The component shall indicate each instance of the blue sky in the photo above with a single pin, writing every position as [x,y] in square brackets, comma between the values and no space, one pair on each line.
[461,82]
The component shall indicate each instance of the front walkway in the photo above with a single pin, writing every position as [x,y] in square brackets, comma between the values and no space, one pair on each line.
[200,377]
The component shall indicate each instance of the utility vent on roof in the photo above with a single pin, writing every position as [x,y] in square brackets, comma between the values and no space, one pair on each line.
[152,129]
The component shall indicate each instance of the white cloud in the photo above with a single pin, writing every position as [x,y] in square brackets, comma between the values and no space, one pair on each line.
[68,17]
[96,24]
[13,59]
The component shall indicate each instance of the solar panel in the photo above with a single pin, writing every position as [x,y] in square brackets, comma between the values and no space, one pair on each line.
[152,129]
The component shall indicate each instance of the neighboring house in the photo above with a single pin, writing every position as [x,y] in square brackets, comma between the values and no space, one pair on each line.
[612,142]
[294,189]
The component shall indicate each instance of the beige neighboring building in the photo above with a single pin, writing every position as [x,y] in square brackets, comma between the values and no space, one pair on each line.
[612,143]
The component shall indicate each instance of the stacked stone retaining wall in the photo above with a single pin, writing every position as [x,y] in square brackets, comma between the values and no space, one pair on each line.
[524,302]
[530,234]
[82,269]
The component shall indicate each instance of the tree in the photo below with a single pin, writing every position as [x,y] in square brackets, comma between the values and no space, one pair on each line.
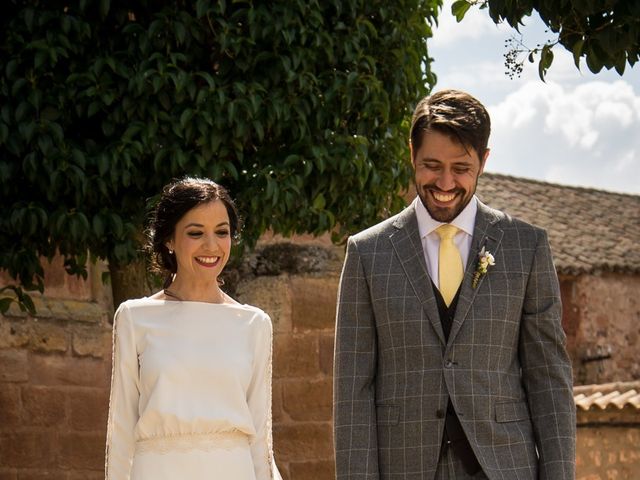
[296,106]
[605,33]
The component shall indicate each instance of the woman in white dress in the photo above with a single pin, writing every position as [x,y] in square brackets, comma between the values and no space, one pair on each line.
[191,380]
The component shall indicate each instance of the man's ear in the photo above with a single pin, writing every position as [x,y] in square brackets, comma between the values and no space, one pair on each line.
[483,160]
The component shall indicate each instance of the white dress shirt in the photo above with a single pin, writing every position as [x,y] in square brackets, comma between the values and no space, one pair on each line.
[427,226]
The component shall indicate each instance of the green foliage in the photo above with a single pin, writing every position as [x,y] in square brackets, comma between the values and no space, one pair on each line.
[605,33]
[295,105]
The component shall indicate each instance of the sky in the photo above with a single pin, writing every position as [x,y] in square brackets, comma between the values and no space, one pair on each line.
[578,128]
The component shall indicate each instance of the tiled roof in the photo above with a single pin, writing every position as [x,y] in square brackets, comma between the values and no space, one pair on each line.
[608,396]
[590,230]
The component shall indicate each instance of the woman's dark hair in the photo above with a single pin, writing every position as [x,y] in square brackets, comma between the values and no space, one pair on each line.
[176,200]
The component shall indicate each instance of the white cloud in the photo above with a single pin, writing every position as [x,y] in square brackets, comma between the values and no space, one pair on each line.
[578,128]
[580,136]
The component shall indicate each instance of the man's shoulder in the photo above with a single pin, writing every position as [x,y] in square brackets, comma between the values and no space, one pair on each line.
[507,222]
[384,228]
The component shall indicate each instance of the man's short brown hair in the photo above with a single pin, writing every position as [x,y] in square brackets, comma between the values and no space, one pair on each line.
[456,114]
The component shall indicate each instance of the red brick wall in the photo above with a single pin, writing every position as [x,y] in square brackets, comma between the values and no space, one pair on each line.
[54,381]
[55,371]
[608,446]
[601,315]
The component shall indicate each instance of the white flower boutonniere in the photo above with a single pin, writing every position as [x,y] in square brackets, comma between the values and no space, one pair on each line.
[485,260]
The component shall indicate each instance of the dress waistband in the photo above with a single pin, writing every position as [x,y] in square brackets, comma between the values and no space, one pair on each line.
[192,441]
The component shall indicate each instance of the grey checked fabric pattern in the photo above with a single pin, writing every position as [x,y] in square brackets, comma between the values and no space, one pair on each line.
[505,365]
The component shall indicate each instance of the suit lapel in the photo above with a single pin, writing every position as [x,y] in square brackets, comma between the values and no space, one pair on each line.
[485,234]
[408,247]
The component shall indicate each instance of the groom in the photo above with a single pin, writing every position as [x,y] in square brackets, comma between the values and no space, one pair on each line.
[450,358]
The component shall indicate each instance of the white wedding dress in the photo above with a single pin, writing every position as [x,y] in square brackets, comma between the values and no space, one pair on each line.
[190,392]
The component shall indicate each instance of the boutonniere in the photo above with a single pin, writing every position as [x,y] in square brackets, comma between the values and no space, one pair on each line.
[485,260]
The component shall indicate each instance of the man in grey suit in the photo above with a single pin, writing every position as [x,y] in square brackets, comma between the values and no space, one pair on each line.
[450,357]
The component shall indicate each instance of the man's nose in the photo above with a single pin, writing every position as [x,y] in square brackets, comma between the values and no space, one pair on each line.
[446,181]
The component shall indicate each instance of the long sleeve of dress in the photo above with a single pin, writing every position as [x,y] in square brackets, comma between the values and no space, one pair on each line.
[123,402]
[259,401]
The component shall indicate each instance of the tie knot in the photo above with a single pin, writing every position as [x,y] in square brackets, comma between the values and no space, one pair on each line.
[446,231]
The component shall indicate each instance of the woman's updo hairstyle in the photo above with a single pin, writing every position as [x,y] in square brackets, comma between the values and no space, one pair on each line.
[176,200]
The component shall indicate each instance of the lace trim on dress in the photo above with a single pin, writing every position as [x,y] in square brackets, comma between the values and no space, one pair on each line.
[204,442]
[270,460]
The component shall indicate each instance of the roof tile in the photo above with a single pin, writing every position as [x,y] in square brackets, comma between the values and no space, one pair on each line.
[590,231]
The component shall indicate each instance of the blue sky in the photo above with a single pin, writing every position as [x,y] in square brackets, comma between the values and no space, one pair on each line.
[576,129]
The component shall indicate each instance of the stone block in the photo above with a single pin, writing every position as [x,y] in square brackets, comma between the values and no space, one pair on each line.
[66,370]
[276,396]
[88,408]
[10,407]
[82,450]
[48,337]
[295,355]
[33,449]
[92,343]
[8,474]
[313,302]
[86,475]
[319,470]
[41,474]
[272,295]
[13,334]
[13,365]
[308,400]
[326,353]
[43,406]
[303,442]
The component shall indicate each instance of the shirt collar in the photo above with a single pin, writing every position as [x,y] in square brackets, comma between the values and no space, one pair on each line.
[465,221]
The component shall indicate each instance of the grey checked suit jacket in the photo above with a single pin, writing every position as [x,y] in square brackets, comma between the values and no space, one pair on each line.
[505,365]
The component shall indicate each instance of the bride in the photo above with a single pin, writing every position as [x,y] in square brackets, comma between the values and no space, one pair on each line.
[191,379]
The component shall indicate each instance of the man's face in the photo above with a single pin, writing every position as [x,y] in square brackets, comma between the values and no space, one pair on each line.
[446,175]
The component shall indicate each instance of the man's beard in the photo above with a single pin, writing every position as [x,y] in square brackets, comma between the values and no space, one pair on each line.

────────

_Work task_. Any pictures above are to be left out. Retype the rest of the records exactly.

_Result of the exercise_.
The component shall indicate each instance of the blue sky in the photo above with a single pin, writing every position as [x,y] in square brackets, comma between the values and no space, one pair on each line.
[461,82]
The component shall indicate each instance of the front walkway in the photo above with a single pin, writing every position as [x,y] in square brackets, comma between the values and no space, one pair on each line.
[200,377]
The component shall indicate each instance of the utility vent on roof in the photo above with a single pin, writing every position as [x,y] in square brackets, comma between the values and no space, one pair on each line.
[152,129]
The component shall indicate each instance of the white cloud in the photo above with a single pin, writing every position as [x,y] in square brackets, comma between the values and no space, one pair on each line.
[68,17]
[96,24]
[13,59]
The component shall indicate each instance of the solar panel in the photo above with a single pin, writing every position as [x,y] in square brackets, comma between the values and no space, one pair on each line.
[152,129]
The component shall indicate each instance of the neighboring house in the photo above with a single pin, writing every position as [x,y] in square brackets, comma between the values and no space, one pair on each line.
[612,142]
[294,189]
The component shall indicate each instance of the beige neighboring building in the photo above with a single pin, writing every position as [x,y] in square brackets, comma between the values and no space, one pair on each line.
[612,143]
The component shall indicate each instance of the stacked stone retaining wall in the photo above with a single pin, writing every position as [x,y] in square brackets, comma between the values and no space, one pair on each line.
[524,302]
[530,234]
[82,269]
The component shall indicate each instance of the tree in the photo below with a single pin, writing every position as [x,y] in square brackets, comma between the values and no space, one pair on each line.
[296,106]
[605,33]
The component shall indicate each instance of the woman in white dress in the photo above with a single pin, writing every position as [x,y] in square brackets, comma between the values and no space, one pair on each line.
[191,380]
The component shall indicate each instance of the man's ear in the photo above with a single pin, writing every position as [x,y] in square brackets, comma between the values and no space, one pair on each line.
[483,160]
The component shall indicate each instance of the white dress shirt in the photo above with a single pin, writing every position as [x,y] in square brackets, comma between the values and no space, one pair on each line.
[427,226]
The component shall indicate each instance of the green foliage in the photo above with a single pin, writing every position as [x,y] in square brackets, comma between the values and no space, one pair on each line.
[605,33]
[295,105]
The component shall indicate each instance of the sky in the photo above with a single pin, writing every position as [x,y] in square brackets, comma between the values and no space, one pair on each line.
[578,128]
The component shall indicate each instance of the tiled roof in the photo above with a single pin, writing every position as [x,y] in square brackets, comma between the values and no space, one pair on each line.
[608,396]
[590,230]
The component shall indicate each instance of the woman's dark hair in the photo above with a single pin, writing every position as [x,y] in square brackets, comma between the values and no space, one pair on each line.
[176,200]
The component shall indicate each instance of the white cloud in the photo above with a single pin, writing every position as [x,y] in square brackets, comma between the values and no space, one pair on each line.
[578,128]
[580,136]
The component shall indicate each instance of the man's shoulder in the photo above with a single pin, writing every position as [x,y] in square brackets, comma between the values and no space, one pair on each line.
[507,222]
[384,228]
The component shall indicate each instance of the man's short brown hair in the photo above with a single pin, writing every position as [x,y] in square brackets, comma between the values and no space, one pair on each line.
[456,114]
The component shall indicate each instance of the red brick wall in the photo above with a single pin, writing every position as [x,y] in square brackets, comma between the values and no space, one pair on each line.
[54,381]
[55,371]
[608,446]
[601,315]
The component shall indicate each instance of the white flower boutonniere in the photo above with a single pin, writing every position as [x,y] in square brackets, comma between the values and no space, one pair on each line.
[485,260]
The component shall indicate each instance of the dress waistband in the photo above with a single pin, writing every position as [x,y] in square brackets, comma between the values and no space, one pair on each line.
[192,441]
The component shall indicate each instance of the grey checked fabric pattern in the photo above with a single pin, writing every position as [x,y] in square brackets, comma between the values and no space, one pair on each line.
[505,365]
The component shall indicate each instance of the suit lapel in the photo above with a single pin, writing every position as [x,y] in square brackets, comma between the values and no space, one pair on each line.
[485,234]
[408,247]
The component shall indicate each instance of the groom in the photo above with a single pin, writing every position as [x,y] in square brackets, comma between the values and no space, one pair on each line.
[450,358]
The component shall indicate each instance of the white wedding dress in the photo above with a single pin, writing every position as [x,y] in square brackets, comma between the values and no space, one pair on each line.
[190,392]
The component shall indicate each instance of the boutonniere in the photo above with a single pin, writing every position as [x,y] in square brackets, comma between the values and no space, one pair on each line.
[485,260]
The component shall indicate each instance of the man in grey suit in the photo above with a single pin, writing every position as [x,y] in square brackets, comma between the values and no space, one pair on each line.
[450,357]
The component shall indicate each instance of the man's nose in the photo above with a single pin, writing every position as [x,y] in square brackets, comma between the values and no space, one pair on each line.
[446,181]
The component shall indicate each instance of the long sleeve of dress in the photo above with a single pin, writing every position as [x,y] in square brackets, comma between the values and no space, one pair on each line.
[123,402]
[259,401]
The component shall indicate each instance of the tie knot in the photo above with a single pin, writing every position as [x,y] in square brackets, comma between the values and no space, one pair on each line.
[446,231]
The component shall indicate each instance of the woman's updo hairstyle in the photo above with a single pin, writing every position as [x,y] in square brackets, comma between the values and no space, one pair on each line.
[176,200]
The component shall indicate each instance of the lace trim on dress in the photo above with a single pin, writing every position as [x,y] in square brackets, comma between the values and no space, one pair on each line.
[204,442]
[270,460]
The component shall indicate each instance of the roof tile in the photo above with a single pin, writing every position as [x,y] in square brackets, comma between the values and no space, one pair on each line.
[590,231]
The component shall indicate each instance of the blue sky in the photo above with a single pin, writing every position as [x,y] in square brackets, comma between the values and no space, one pair on each line.
[576,129]
The component shall indicate each instance of the stone block in the photo above with a single pin, writing every position as [x,y] in square brackets, comma between the values and no space, one pair on each line.
[66,370]
[276,396]
[88,408]
[10,407]
[82,450]
[48,337]
[295,355]
[33,449]
[92,343]
[8,474]
[313,302]
[86,475]
[319,470]
[41,474]
[272,295]
[13,334]
[13,365]
[308,400]
[326,353]
[43,406]
[303,442]
The component shall indicate each instance of the shirt collar in the photo above with a single pin, writing every position as [x,y] in square brackets, comma between the values and no space, one pair on each line.
[465,221]
The component shall indicate each instance of the grey checked suit jacket in the photo above with a single pin, writing every position as [x,y] in square brackets, comma between the values and no space, one pair on each line.
[505,365]
The component shall indicate each instance of the bride in the photo above with a single pin, writing every position as [x,y] in square brackets, comma between the values and no space, one pair on each line.
[191,379]
The component shall indicate each instance of the man's face in the photo above with a single pin, writing every position as [x,y] in square brackets, comma between the values and no space, one pair on each line.
[446,175]
The component shall indicate each instance of the man's beard in the photo above with a single pin, writing every position as [x,y] in square brackets, comma between the values and no space, one pair on each line.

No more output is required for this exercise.